### Description of the task
Transcribe the material word for word, but without the images.

### Listed records
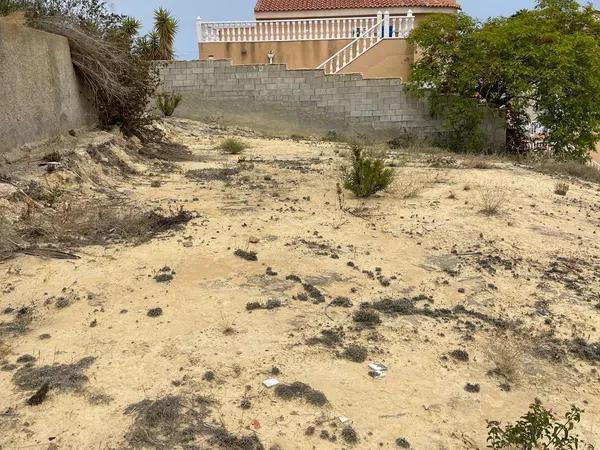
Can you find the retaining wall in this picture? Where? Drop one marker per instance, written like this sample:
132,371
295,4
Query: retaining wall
40,95
276,100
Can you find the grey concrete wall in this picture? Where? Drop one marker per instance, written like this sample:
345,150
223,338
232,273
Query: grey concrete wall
280,101
40,95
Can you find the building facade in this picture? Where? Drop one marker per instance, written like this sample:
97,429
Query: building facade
338,36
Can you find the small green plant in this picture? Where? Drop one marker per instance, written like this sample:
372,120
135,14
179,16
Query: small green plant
167,103
332,136
561,188
538,429
233,146
367,175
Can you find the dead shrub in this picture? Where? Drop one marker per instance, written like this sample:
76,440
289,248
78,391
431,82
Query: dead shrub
477,162
409,186
561,188
87,223
493,199
507,356
166,422
120,83
63,377
233,146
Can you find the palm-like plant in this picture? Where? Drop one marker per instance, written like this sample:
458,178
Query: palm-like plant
130,28
165,26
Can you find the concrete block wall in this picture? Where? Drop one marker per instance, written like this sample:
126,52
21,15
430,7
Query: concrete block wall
276,100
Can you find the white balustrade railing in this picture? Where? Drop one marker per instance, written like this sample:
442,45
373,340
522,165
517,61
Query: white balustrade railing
302,29
354,49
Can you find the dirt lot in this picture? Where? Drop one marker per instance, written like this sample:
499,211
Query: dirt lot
164,341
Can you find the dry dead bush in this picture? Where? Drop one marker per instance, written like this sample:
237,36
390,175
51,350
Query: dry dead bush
5,350
493,199
507,356
86,223
561,188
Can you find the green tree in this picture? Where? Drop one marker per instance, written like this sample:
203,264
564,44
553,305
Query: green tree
538,429
539,65
166,27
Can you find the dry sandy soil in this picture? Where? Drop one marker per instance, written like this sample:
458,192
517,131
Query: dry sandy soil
517,292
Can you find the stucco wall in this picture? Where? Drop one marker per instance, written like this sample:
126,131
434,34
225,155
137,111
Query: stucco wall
390,58
40,95
276,100
296,54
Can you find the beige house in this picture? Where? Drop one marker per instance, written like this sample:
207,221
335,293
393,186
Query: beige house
339,36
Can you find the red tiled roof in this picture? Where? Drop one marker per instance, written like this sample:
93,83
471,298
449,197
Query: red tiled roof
312,5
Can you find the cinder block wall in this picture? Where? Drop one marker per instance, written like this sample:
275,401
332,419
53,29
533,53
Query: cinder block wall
40,96
280,101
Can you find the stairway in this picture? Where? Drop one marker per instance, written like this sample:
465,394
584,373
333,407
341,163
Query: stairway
365,41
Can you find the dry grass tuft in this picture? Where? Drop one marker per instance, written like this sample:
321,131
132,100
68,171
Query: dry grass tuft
477,162
507,356
493,199
561,188
409,186
233,146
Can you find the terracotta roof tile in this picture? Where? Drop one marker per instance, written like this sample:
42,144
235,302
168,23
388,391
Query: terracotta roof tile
312,5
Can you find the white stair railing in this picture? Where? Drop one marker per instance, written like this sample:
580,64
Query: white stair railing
354,49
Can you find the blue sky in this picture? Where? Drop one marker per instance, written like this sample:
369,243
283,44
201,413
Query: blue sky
186,12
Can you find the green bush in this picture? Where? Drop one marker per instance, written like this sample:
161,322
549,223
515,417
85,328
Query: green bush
167,103
367,175
539,428
233,146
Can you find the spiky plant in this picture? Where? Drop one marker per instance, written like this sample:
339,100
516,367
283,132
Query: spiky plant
166,27
167,103
366,176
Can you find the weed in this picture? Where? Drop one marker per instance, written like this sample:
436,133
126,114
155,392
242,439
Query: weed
366,176
233,146
332,136
492,200
167,103
561,188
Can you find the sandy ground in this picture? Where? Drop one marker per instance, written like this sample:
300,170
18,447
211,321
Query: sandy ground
528,280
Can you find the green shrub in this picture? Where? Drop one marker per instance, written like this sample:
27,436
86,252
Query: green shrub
332,136
367,175
539,428
167,103
233,146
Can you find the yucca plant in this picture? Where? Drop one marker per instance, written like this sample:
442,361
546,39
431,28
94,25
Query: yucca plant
166,27
167,103
366,176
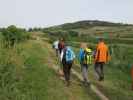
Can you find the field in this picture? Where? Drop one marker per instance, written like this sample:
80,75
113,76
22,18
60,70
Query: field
27,68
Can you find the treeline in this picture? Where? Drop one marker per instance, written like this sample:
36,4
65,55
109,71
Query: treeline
12,35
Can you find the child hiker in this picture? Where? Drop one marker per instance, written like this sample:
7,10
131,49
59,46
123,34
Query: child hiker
85,58
67,58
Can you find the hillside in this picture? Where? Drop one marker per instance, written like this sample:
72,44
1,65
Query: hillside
94,26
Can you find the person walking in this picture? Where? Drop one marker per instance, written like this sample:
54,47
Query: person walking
55,46
85,59
61,45
132,76
67,58
101,58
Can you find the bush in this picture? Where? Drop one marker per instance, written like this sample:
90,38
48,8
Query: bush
12,35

### Result
Can you find the retaining wall in this picture? Where? Drop one marker per instance, written like this sample:
132,371
295,4
Query: retaining wall
40,95
276,100
Can you find the grey concrete wall in this picture? Where? Drop one marker per instance, written like this sample:
345,150
223,338
232,273
Query: grey concrete wall
280,101
40,95
Can you find the building facade in this picture? Where? Drop one marker per instance, written like this sample:
97,429
Query: building facade
338,36
Can you find the small green plant in this picture? Where? Drop one marker per instance, written like this sample:
372,120
135,14
179,16
Query: small green plant
167,103
332,136
561,188
538,429
233,146
367,175
Can you find the dead shrub in this picture? Where? Drop one marker per instance, written like this sample:
76,440
289,248
78,391
431,82
Query: dead shrub
477,162
409,186
561,188
87,223
493,199
507,356
166,422
120,83
63,377
233,146
Can you find the palm-like plant in this picture? Where? Drop one marker per instance, written like this sample:
458,178
Query: palm-like plant
130,28
165,26
Can you find the concrete block wall in this picture? Where? Drop one marker per instance, written like this sample:
126,52
21,15
430,7
Query: concrete block wall
276,100
Can you find the white balustrade railing in this picture? Where? Drop one marker per instance, written like this sample:
442,45
373,340
522,165
517,61
Query: white balustrade railing
302,29
354,49
Can you find the dirt lot in this picture? Where? Drop one marker per instance, written like this sample:
499,211
Query: dirt lot
164,341
Can you find the dry dead bush in this picture? Where? Drop one marker per instance, written like this sample:
237,36
390,175
51,350
Query: dry dead bush
5,350
493,199
507,356
86,223
561,188
Can you find the green tree in this picture? Where? Drop one marker per instance, written like this sample:
203,264
564,44
553,305
Query: green tree
538,429
539,65
166,27
Can you find the dry sandy soil in this picture? Where? Drop one marker per instance, written like this sample:
458,192
517,131
Query: dry sandy soil
517,292
Can you find the stucco wall in this picture? Where? Drop one marker per instance, written like this sample:
126,131
434,34
225,155
137,111
Query: stucco wall
390,58
40,95
276,100
296,54
Can you find the beige house in this picture? Where? Drop one marker per instance, written like this sample:
207,221
335,293
393,186
Query: beige house
339,36
Can you find the red tiled roof in this picture? Where? Drop one marker per instance, written like this sample:
93,83
471,298
449,197
Query: red tiled roof
312,5
Can you find the cinder block wall in this picture? Where? Drop one marker per instance, written like this sample:
275,401
332,419
53,29
533,53
Query: cinder block wall
40,96
280,101
Can you find the stairway in this picture? Where? Drop one marker per instance, written like this sample:
465,394
584,373
333,407
341,163
Query: stairway
365,41
Can you find the dry grass tuft in this picture? Where? Drop one marker per instance, written like this sample:
321,131
132,100
68,171
Query: dry grass tuft
477,162
507,356
493,199
561,188
409,186
233,146
Can you find the terracotta roof tile in this picture? Where? Drop one marker per instance, written like this sample:
42,144
235,302
168,23
388,391
Query: terracotta roof tile
312,5
Can you find the white stair railing in this picture? Where? Drop one marker per instance, written like this sample:
580,64
Query: white stair railing
354,49
Can you find the blue sky in this picture? Where? Drop one marker per instance, written like this sample:
369,243
283,44
201,413
Query: blue sky
186,12
Can you find the green bush in this picture? Where? Drop one marker per instance, written like this sample:
161,322
549,223
515,417
85,328
Query: green bush
167,103
367,175
539,428
233,146
Can you find the spiky plant in this picture? Where? Drop one marker per instance, written like this sample:
339,100
516,367
283,132
Query: spiky plant
166,27
167,103
366,176
Can you find the weed in this picture? Where? Drop one marker per instance, written like this sample:
436,133
126,114
155,392
242,439
Query: weed
366,176
233,146
332,136
492,200
167,103
561,188
Can you find the sandy ground in this picture? Where? Drop one marker per instance, written like this sample:
300,170
18,447
211,321
Query: sandy ground
528,280
Can you find the green shrub in this picture? Where? Drop one marker per instance, written like this sample:
27,436
86,252
Query: green shrub
332,136
367,175
539,428
167,103
233,146
Can you find the yucca plant in this picture? Where? Drop one marker per instance, written like this sample:
442,361
546,39
431,28
94,25
Query: yucca plant
166,27
167,103
366,176
Can you find the field in this picture? Where? Drop one marker per instance, written like this sample:
80,75
113,76
22,18
60,70
Query: field
27,68
Can you find the treeline in this picture? Where? Drop one marker per instance, written like this sample:
36,4
65,55
109,71
Query: treeline
12,35
Can you find the child hiker in this picture? Where? Drop one marker per instance, written like this sample:
7,10
131,49
59,46
123,34
Query: child hiker
85,58
67,58
Can you find the hillside in this picture? Where? Drop one marker per instance, written like this sample:
72,44
1,65
Query: hillside
94,26
Can you find the person walking in this picture? Where? Drop one marker per instance, written like this sample:
54,47
Query: person walking
55,46
85,59
61,45
132,76
67,58
101,58
Can you find the bush in this picture? Where? Drop one marker per instance, written like this sample:
90,38
48,8
Query: bush
12,35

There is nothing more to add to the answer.